*YOUR INSTRUCTIONS*. What you output must be the exact lines from the first line of the data through the one holding "143L670 131L636 139L610", with no pictures.

┌──

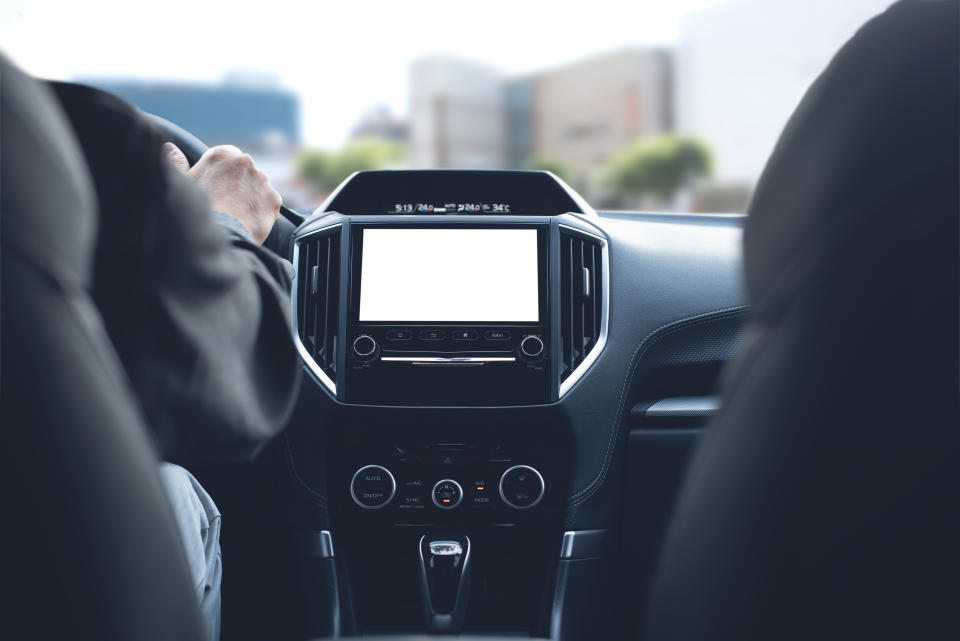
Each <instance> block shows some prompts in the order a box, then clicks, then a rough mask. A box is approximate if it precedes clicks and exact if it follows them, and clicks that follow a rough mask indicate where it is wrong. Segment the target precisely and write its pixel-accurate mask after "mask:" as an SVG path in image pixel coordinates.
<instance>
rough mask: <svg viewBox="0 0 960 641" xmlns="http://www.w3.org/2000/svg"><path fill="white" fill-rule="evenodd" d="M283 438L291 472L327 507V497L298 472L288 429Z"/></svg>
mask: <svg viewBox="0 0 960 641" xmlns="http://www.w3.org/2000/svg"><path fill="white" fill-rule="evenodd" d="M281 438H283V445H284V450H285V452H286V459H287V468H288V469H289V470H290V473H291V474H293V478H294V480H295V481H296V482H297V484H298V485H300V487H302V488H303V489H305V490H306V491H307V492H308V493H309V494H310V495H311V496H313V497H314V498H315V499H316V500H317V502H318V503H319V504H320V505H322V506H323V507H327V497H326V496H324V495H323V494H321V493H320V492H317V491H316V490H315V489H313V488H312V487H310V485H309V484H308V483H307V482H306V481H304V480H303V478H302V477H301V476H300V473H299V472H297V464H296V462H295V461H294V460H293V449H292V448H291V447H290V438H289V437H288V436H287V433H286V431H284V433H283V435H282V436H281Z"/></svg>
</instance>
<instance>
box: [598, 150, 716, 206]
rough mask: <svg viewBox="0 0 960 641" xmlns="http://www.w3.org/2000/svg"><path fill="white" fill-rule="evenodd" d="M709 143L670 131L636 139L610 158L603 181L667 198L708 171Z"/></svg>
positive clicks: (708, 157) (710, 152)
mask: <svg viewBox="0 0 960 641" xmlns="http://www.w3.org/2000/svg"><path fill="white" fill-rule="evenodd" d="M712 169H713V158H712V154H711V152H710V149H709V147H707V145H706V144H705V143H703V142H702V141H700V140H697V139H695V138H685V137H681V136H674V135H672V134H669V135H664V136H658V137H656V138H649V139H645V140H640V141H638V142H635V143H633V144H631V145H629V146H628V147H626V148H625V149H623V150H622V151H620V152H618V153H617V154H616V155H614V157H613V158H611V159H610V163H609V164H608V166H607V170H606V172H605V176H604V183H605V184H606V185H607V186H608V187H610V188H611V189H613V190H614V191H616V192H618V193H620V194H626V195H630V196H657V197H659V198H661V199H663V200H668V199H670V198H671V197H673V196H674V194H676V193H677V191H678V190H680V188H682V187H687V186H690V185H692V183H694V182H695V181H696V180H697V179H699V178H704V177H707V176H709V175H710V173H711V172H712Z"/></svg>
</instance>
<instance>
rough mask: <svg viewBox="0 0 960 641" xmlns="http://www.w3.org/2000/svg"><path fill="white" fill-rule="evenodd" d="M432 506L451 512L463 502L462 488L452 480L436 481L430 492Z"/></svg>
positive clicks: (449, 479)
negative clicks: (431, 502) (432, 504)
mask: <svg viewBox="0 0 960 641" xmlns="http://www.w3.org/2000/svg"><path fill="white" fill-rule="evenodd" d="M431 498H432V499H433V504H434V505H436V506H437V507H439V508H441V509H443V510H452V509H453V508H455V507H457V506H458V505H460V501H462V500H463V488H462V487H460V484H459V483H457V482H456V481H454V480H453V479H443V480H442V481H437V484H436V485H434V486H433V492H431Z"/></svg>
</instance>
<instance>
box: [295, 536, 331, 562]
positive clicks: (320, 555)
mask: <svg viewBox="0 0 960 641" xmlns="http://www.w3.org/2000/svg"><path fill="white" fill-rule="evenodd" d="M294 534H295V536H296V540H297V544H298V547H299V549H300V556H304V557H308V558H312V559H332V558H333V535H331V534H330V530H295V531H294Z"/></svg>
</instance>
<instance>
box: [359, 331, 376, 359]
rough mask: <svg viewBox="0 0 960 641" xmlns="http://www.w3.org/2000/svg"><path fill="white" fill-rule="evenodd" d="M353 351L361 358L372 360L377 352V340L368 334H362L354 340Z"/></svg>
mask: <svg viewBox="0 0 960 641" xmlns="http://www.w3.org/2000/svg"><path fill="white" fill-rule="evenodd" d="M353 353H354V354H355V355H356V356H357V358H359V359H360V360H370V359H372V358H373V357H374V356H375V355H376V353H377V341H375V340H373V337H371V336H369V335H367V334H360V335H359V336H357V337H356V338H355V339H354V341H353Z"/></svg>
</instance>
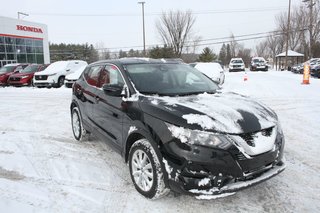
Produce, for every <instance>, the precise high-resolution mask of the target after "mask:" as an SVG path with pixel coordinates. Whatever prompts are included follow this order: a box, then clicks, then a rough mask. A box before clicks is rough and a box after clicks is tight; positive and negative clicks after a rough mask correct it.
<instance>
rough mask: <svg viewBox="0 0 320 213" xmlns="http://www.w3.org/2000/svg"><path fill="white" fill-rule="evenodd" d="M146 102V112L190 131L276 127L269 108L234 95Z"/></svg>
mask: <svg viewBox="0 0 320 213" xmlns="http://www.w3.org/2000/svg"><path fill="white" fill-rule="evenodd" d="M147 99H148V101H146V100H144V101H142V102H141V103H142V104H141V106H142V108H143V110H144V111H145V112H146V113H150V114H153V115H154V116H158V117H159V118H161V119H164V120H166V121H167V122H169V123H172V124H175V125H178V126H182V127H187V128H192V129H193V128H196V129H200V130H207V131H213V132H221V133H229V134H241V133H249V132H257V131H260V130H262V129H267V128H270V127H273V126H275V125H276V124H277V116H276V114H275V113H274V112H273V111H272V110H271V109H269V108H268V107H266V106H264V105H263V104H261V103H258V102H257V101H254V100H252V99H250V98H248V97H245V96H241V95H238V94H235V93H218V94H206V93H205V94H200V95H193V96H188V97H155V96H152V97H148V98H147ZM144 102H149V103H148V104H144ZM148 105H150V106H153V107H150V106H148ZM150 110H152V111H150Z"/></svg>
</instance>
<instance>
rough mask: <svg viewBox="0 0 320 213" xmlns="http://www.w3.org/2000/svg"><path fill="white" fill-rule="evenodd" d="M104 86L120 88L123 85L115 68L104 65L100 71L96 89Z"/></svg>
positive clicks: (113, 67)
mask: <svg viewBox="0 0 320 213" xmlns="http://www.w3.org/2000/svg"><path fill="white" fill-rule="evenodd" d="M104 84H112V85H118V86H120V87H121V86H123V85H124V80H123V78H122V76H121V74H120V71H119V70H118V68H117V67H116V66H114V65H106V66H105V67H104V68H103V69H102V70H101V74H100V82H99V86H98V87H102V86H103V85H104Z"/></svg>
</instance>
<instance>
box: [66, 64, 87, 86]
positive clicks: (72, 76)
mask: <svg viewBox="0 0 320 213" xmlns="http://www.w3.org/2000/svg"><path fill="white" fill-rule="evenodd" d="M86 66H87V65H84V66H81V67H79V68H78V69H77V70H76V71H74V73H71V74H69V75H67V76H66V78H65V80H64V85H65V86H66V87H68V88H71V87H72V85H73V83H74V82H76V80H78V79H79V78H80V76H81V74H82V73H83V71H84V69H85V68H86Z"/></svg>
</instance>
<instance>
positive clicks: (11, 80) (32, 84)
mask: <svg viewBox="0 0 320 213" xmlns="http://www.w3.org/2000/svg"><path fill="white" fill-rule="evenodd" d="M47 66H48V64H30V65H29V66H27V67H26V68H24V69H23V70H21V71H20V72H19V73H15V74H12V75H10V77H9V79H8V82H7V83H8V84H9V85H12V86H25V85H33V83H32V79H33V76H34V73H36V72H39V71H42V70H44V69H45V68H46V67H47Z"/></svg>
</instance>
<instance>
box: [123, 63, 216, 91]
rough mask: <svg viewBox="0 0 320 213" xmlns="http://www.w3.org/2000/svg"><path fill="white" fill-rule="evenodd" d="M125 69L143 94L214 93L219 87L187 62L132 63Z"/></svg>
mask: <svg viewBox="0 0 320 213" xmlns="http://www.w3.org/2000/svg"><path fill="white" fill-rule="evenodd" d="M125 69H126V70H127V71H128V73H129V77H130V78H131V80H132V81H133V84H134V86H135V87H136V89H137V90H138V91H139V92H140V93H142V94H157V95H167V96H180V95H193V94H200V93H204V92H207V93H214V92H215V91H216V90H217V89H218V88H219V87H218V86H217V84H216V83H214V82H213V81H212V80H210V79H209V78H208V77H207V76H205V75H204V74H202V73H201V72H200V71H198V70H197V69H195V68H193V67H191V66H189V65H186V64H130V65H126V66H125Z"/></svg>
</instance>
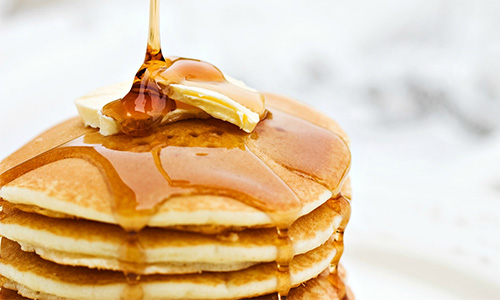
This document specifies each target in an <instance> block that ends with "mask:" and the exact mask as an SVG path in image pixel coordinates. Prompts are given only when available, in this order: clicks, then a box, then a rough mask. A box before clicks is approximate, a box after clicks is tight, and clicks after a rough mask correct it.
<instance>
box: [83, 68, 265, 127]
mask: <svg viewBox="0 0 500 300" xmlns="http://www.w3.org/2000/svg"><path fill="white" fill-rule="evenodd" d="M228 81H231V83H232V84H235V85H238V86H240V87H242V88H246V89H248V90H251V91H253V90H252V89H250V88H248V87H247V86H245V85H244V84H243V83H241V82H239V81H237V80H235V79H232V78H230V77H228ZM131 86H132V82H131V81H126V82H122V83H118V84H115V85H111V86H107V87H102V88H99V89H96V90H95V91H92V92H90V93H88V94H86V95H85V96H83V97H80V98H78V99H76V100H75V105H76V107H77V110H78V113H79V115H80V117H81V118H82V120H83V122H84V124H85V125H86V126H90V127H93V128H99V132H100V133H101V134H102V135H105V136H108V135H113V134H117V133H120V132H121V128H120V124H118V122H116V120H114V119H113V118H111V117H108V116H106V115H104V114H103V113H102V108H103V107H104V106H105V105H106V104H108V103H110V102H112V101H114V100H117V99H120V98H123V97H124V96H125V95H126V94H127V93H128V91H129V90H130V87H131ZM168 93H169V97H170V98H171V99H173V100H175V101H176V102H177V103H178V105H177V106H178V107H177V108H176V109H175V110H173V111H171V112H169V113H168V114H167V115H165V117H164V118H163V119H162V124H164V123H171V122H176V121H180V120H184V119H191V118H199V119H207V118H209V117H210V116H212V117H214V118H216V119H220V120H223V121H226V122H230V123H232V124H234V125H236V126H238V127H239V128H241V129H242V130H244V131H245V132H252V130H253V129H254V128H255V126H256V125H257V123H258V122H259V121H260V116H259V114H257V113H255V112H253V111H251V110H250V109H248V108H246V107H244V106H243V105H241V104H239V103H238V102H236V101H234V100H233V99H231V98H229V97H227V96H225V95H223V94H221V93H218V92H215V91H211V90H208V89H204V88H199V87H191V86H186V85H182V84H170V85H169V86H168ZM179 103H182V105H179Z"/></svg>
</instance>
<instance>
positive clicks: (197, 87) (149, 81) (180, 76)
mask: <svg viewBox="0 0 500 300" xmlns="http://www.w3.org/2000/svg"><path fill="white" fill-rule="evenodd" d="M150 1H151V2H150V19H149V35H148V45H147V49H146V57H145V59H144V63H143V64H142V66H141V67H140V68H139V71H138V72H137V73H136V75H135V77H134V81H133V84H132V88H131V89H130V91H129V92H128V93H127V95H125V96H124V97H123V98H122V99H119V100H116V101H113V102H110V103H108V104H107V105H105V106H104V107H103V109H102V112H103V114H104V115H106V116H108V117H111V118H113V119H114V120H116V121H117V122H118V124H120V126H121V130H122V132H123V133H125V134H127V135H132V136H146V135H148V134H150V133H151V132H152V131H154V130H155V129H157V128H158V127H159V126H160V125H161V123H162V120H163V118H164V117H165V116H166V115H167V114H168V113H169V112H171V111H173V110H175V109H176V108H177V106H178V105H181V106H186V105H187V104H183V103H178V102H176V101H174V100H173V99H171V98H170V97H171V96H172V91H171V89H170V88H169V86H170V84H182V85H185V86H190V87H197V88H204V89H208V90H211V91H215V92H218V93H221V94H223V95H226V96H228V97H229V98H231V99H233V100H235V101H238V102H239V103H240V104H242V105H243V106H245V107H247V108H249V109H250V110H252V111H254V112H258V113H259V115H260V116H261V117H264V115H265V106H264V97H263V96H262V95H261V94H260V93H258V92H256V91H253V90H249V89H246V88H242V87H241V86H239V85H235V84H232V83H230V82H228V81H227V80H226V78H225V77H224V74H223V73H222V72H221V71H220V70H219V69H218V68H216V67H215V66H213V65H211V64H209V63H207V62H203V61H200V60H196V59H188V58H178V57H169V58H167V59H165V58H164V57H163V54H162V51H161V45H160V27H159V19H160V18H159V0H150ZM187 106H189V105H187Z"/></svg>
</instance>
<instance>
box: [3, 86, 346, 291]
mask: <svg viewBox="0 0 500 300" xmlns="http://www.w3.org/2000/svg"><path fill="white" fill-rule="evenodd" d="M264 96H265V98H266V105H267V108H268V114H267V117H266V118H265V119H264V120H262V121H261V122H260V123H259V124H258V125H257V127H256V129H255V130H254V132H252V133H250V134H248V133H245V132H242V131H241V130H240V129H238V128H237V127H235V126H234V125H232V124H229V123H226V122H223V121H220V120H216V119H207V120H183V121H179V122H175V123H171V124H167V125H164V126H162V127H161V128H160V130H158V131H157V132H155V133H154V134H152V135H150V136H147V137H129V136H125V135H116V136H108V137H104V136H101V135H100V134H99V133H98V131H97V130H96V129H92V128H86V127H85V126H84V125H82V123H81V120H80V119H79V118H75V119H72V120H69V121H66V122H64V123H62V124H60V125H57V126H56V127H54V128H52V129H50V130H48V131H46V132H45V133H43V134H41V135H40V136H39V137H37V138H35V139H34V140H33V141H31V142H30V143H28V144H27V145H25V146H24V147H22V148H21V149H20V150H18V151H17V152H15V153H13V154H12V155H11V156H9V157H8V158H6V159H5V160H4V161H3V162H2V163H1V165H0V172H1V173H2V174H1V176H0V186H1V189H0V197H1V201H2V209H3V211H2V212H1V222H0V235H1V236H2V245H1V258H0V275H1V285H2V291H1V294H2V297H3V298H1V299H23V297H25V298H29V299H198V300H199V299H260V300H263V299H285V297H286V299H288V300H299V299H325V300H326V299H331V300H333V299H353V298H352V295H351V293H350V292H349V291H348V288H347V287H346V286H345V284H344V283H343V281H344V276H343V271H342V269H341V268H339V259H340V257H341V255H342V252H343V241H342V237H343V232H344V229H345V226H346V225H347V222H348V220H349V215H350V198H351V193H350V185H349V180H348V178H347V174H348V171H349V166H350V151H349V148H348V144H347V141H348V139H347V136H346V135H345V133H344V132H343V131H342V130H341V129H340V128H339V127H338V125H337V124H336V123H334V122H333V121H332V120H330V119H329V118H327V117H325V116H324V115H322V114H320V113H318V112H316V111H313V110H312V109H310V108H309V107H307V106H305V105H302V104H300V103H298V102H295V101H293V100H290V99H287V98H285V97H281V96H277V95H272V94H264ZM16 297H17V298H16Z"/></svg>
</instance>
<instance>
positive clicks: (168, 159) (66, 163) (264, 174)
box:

└──

*EXERCISE SOLUTION*.
Each <instance> block shows some prompts in the order a box, then clicks, then a rough mask. A box is approximate if it precedes clicks and exact if it follows them, and clicks that follow a rough mask indicate where it is wrong. Segment the target precisely and write its pixel-accurate mask after "mask:" as an SVG path in image pixel coordinates.
<instance>
rough mask: <svg viewBox="0 0 960 641" xmlns="http://www.w3.org/2000/svg"><path fill="white" fill-rule="evenodd" d="M283 438L291 472L327 507V497L298 472L288 429Z"/></svg>
mask: <svg viewBox="0 0 960 641" xmlns="http://www.w3.org/2000/svg"><path fill="white" fill-rule="evenodd" d="M281 438H283V445H284V450H285V452H286V459H287V468H288V469H289V470H290V473H291V474H293V478H294V480H295V481H296V482H297V484H298V485H300V487H302V488H303V489H305V490H306V491H307V492H308V493H309V494H310V495H311V496H313V497H314V498H315V499H316V500H317V502H318V503H319V504H320V505H322V506H323V507H327V497H326V496H324V495H323V494H321V493H320V492H317V491H316V490H315V489H313V488H312V487H310V485H309V484H308V483H307V482H306V481H304V480H303V478H302V477H301V476H300V473H299V472H297V464H296V462H295V461H294V460H293V449H292V448H291V447H290V438H289V437H288V436H287V433H286V431H284V433H283V435H282V436H281Z"/></svg>
</instance>
<instance>
box: [598, 150, 716, 206]
rough mask: <svg viewBox="0 0 960 641" xmlns="http://www.w3.org/2000/svg"><path fill="white" fill-rule="evenodd" d="M709 143L670 131L636 139L610 158L603 181L667 198L708 171Z"/></svg>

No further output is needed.